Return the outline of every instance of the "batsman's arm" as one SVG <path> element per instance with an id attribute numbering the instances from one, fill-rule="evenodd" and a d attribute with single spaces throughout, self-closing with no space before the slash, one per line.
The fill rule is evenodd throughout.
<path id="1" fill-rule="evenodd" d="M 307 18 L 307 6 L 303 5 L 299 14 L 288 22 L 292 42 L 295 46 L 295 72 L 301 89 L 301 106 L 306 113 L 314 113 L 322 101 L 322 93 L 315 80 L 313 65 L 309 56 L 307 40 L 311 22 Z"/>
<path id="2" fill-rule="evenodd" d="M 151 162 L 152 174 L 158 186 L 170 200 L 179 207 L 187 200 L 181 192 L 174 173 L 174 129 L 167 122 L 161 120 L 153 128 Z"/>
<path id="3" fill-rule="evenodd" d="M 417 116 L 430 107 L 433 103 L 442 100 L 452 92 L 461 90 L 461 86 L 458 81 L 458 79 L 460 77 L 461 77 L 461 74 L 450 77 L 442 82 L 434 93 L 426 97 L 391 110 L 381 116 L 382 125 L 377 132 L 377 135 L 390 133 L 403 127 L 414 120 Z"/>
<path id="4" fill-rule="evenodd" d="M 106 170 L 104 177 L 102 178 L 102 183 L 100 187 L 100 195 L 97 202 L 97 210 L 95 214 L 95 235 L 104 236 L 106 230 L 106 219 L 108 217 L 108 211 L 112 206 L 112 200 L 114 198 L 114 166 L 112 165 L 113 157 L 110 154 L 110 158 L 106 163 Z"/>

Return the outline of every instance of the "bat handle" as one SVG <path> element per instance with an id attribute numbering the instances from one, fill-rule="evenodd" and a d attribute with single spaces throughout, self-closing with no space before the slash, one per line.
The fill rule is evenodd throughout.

__________

INSTRUCTIONS TO FOLLOW> Print the records again exactly, starting from their first line and stopping after the line that contains "417 116 L 430".

RESULT>
Return the outline of every instance of the "batsman's arm" as one SVG <path> element per instance with an id attribute numbering the instances from one, fill-rule="evenodd" and a d attribute with single spaces throughout, self-closing with no space before the slash, one per line.
The fill rule is evenodd throughout.
<path id="1" fill-rule="evenodd" d="M 307 18 L 307 6 L 303 5 L 299 14 L 288 22 L 292 42 L 295 46 L 295 72 L 301 89 L 301 106 L 306 113 L 314 113 L 322 101 L 322 93 L 315 80 L 313 65 L 309 56 L 307 40 L 311 22 Z"/>
<path id="2" fill-rule="evenodd" d="M 151 162 L 152 174 L 158 186 L 170 200 L 179 207 L 187 200 L 181 192 L 174 173 L 174 129 L 167 122 L 161 120 L 153 128 Z"/>
<path id="3" fill-rule="evenodd" d="M 417 116 L 430 107 L 433 103 L 442 100 L 452 92 L 461 90 L 461 86 L 458 81 L 458 79 L 460 77 L 461 77 L 461 74 L 450 77 L 442 82 L 434 93 L 426 97 L 391 110 L 381 116 L 382 125 L 377 132 L 377 135 L 390 133 L 403 127 L 414 120 Z"/>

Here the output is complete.